What needs to be done - Pull every line that holds the word "countertop" from the entries.

=====

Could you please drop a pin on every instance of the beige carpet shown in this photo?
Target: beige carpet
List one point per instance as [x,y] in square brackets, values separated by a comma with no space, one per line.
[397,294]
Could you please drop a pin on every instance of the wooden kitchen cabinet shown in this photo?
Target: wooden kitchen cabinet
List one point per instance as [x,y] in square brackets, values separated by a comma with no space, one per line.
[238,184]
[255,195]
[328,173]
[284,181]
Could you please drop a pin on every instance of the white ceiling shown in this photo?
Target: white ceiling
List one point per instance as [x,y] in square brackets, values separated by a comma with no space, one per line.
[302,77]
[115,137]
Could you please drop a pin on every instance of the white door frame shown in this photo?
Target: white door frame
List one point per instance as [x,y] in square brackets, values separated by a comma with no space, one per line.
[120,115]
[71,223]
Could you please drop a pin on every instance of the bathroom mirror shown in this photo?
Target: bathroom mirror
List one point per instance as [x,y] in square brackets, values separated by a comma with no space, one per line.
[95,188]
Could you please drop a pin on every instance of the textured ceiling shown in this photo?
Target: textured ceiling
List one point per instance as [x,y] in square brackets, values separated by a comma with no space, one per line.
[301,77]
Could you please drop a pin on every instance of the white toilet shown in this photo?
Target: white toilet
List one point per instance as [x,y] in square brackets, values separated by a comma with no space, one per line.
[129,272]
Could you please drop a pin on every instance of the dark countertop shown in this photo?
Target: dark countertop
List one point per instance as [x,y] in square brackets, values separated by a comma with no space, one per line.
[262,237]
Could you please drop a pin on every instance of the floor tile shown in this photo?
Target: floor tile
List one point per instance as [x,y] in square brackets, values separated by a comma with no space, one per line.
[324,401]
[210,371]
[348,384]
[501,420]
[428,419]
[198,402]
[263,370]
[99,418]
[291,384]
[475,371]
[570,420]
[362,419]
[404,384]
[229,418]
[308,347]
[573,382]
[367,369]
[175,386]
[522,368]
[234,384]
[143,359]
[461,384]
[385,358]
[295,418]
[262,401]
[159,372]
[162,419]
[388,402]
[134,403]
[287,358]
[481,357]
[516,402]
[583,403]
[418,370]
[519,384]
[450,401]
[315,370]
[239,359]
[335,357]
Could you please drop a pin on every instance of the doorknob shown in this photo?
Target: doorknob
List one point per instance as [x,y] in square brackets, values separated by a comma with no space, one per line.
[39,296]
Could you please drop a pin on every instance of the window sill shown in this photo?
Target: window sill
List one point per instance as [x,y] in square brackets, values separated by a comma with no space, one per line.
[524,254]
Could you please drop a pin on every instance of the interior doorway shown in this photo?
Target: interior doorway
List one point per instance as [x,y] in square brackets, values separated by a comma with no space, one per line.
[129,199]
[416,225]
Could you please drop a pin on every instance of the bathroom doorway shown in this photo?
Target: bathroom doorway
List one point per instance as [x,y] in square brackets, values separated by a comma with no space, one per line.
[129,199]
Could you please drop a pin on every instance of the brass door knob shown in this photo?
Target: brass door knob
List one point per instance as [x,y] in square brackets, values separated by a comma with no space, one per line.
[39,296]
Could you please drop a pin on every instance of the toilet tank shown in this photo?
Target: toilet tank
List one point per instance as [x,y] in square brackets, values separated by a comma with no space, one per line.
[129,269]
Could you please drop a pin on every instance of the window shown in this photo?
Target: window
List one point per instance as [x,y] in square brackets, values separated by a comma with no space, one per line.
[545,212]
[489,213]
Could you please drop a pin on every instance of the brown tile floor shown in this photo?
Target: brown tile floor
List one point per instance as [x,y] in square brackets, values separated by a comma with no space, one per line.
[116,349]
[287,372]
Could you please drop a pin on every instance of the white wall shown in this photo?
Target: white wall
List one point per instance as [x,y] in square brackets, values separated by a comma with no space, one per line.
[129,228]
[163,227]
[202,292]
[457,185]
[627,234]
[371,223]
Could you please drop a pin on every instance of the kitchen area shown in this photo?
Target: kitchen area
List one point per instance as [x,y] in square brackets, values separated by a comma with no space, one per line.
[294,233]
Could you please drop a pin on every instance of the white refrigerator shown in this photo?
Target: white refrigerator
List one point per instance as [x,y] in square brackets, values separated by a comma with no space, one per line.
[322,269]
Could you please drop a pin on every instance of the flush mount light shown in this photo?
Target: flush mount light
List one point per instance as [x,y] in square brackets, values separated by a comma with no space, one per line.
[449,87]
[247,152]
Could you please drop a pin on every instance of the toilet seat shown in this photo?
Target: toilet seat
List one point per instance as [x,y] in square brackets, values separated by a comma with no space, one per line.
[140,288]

=====

Task solution -
Could you please drop a pin on every instance of the dark countertop shown in this photo?
Target: dark countertop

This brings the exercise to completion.